• PROBLEM DESCRIPTION: Copy the entries below verbatim, beginning at the line that contains "[locate] man (one" and continuing through the final line of the entries.
╔══
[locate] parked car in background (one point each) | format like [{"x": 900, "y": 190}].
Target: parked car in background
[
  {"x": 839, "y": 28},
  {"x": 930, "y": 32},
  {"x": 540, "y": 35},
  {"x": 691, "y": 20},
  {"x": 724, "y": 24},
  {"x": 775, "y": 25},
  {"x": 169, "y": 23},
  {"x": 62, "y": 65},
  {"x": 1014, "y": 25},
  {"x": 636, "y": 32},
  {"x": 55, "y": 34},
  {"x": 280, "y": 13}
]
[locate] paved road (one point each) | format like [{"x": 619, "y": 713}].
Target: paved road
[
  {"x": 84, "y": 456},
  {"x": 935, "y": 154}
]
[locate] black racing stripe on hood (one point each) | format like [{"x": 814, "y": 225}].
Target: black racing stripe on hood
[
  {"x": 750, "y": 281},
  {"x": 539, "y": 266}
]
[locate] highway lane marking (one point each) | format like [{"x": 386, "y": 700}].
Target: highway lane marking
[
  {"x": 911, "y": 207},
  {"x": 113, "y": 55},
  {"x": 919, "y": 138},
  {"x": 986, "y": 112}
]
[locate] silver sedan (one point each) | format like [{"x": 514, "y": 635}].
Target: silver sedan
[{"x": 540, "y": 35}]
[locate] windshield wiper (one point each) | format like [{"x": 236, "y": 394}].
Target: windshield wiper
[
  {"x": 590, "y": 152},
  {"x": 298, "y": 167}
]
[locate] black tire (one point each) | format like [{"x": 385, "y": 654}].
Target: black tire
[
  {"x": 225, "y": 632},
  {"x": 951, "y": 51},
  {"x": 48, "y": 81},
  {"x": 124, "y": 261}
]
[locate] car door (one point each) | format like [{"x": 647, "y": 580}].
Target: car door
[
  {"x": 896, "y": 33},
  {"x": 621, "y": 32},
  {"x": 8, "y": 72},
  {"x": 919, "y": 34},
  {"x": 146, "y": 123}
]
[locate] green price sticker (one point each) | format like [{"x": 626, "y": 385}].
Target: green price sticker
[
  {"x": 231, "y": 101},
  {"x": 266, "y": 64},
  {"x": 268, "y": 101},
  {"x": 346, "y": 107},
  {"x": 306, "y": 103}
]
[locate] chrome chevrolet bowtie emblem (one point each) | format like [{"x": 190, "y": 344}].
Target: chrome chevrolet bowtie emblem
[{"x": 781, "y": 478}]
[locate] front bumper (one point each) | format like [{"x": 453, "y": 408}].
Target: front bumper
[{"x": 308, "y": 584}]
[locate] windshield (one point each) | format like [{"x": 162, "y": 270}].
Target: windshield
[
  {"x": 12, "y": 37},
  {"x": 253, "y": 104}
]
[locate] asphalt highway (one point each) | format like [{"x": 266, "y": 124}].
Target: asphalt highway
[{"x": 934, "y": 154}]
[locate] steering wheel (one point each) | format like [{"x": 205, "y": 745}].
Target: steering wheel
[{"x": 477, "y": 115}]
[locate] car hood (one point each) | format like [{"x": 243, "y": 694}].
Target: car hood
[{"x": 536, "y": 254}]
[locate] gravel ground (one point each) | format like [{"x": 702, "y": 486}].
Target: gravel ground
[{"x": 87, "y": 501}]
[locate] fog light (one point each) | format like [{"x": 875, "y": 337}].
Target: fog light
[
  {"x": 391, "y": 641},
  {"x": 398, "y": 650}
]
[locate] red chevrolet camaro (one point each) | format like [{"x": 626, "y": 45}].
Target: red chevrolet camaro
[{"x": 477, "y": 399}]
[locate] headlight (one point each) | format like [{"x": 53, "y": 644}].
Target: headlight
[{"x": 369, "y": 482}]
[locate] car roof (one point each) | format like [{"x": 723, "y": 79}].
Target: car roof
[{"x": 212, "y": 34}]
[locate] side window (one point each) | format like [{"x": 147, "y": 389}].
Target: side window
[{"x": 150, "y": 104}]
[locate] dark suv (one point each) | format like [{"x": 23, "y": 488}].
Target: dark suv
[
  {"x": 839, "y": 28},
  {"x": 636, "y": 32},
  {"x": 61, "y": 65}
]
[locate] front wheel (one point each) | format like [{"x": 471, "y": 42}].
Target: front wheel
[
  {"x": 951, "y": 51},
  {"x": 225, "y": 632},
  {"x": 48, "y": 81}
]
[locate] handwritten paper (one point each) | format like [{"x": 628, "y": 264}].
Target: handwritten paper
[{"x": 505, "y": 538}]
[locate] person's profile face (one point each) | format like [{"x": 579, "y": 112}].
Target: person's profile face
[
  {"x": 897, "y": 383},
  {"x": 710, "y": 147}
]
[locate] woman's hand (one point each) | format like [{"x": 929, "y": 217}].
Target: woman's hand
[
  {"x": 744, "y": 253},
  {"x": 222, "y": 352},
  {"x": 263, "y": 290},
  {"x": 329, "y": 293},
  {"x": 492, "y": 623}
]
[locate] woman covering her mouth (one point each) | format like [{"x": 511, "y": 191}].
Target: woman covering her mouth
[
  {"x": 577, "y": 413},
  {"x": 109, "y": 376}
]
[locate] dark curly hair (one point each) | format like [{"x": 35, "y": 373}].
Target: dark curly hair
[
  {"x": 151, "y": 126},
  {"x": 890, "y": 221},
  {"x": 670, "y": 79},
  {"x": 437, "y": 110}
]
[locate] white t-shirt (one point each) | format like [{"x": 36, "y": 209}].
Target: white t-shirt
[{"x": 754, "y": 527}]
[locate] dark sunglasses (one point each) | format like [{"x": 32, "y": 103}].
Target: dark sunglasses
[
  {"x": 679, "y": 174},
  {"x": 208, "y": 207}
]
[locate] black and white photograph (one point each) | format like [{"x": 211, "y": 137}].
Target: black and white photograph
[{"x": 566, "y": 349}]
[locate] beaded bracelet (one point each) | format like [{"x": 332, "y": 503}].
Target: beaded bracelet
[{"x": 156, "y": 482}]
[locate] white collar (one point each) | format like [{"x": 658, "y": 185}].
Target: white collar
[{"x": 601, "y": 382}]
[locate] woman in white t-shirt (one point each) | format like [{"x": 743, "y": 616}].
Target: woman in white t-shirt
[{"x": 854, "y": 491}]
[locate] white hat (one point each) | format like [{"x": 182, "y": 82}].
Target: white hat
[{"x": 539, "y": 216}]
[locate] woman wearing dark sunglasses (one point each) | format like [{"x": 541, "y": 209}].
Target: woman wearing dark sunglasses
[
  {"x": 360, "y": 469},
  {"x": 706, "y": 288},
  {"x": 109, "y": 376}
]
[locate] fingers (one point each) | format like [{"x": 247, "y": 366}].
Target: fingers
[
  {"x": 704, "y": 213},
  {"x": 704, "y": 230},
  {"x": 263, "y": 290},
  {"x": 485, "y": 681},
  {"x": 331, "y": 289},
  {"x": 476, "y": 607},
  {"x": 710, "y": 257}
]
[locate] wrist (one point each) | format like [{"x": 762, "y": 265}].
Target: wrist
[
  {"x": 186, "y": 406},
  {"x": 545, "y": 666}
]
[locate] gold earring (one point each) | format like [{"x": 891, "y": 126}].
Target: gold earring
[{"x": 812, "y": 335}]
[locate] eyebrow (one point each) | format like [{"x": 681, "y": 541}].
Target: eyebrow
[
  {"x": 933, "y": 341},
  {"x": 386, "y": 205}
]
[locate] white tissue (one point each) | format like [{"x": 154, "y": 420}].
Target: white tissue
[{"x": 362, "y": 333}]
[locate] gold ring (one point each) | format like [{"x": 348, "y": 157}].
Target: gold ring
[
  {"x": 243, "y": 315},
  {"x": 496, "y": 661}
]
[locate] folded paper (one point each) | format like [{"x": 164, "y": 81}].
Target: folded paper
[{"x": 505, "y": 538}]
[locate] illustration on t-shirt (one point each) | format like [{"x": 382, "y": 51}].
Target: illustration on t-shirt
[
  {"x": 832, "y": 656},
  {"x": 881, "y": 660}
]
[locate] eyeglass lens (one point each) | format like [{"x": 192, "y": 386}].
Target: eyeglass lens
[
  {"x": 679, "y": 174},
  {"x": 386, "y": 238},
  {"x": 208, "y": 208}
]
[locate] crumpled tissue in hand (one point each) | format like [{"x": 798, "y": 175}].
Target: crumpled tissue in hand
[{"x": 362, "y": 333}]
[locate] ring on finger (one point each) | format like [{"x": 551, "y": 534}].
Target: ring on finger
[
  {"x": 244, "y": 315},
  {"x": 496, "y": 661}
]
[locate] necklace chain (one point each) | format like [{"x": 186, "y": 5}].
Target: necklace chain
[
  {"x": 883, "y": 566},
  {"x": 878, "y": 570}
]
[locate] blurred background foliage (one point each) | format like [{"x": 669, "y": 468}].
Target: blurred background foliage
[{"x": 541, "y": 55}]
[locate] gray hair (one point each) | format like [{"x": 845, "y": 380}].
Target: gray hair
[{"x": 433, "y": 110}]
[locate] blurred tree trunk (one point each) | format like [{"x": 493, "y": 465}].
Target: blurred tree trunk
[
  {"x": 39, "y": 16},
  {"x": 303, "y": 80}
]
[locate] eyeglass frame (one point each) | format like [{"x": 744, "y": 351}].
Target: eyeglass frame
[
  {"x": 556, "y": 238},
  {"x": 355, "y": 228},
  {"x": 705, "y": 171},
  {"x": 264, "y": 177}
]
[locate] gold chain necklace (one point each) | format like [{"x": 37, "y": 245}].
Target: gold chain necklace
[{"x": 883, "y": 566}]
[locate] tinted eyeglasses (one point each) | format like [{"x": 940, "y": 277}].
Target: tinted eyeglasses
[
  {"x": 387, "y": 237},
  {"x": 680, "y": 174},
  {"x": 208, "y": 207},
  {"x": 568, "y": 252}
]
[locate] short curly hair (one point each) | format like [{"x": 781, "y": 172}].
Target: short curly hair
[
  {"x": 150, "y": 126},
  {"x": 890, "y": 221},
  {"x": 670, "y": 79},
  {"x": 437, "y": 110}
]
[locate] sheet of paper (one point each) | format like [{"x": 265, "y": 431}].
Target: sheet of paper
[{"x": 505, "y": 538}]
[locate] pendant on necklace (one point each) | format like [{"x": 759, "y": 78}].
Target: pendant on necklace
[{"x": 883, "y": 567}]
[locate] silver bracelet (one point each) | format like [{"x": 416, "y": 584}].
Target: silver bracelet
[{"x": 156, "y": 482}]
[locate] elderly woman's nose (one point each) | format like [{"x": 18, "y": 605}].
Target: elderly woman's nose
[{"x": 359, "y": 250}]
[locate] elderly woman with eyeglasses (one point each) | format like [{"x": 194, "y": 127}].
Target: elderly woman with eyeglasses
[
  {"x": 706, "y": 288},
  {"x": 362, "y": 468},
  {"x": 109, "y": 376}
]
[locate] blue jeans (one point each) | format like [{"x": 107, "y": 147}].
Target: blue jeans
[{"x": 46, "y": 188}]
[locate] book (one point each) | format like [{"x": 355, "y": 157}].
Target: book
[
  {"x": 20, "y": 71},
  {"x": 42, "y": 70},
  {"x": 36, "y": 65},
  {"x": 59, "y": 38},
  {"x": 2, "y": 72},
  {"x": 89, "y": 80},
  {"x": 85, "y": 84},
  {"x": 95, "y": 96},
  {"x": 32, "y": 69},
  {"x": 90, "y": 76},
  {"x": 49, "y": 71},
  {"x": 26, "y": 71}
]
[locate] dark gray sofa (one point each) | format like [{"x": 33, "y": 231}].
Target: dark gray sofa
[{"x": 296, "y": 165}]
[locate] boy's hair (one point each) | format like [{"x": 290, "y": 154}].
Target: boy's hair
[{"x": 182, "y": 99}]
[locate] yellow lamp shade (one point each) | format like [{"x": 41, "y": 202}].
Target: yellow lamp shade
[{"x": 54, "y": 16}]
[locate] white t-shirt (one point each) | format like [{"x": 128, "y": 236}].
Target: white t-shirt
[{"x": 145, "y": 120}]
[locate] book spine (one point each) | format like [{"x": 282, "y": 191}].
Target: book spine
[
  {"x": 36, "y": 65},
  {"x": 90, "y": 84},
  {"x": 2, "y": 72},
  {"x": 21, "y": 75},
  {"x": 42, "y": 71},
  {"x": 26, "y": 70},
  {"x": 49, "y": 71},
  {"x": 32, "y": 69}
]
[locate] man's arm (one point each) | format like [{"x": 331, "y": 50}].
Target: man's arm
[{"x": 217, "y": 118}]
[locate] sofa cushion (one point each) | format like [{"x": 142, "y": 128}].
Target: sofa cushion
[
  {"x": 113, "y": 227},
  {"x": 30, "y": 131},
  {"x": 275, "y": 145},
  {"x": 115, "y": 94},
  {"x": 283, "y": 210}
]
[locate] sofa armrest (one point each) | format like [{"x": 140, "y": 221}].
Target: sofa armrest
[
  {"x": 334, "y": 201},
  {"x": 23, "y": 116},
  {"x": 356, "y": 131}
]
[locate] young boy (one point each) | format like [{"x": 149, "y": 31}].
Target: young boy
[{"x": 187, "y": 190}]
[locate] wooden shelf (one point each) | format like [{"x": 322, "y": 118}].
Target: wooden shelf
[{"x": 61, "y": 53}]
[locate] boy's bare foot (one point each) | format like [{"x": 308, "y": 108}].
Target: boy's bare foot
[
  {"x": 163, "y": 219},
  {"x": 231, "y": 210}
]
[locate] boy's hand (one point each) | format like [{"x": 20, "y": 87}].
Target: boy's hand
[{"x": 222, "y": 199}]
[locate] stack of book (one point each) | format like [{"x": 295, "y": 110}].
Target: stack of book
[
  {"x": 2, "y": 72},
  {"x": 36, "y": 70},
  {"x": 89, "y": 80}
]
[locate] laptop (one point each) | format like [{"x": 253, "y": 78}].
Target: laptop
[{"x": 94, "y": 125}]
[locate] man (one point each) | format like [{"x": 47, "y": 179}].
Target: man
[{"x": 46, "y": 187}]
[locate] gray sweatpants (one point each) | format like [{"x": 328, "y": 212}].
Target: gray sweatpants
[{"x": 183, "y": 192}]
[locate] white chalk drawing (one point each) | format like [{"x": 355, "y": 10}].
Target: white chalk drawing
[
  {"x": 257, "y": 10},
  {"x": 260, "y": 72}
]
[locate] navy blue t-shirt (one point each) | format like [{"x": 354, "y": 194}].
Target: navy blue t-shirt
╚══
• WRITTEN SOLUTION:
[locate] man (one point each) | format like [{"x": 47, "y": 179}].
Target: man
[{"x": 46, "y": 187}]
[locate] gray sweatpants (one point each) | format like [{"x": 328, "y": 212}].
Target: gray sweatpants
[{"x": 183, "y": 192}]
[locate] white chalk drawing (one point each) | format like [{"x": 355, "y": 10}].
Target: white chalk drawing
[
  {"x": 257, "y": 10},
  {"x": 260, "y": 72}
]
[locate] navy blue t-shirt (one point each) | format like [{"x": 354, "y": 194}].
Target: navy blue t-shirt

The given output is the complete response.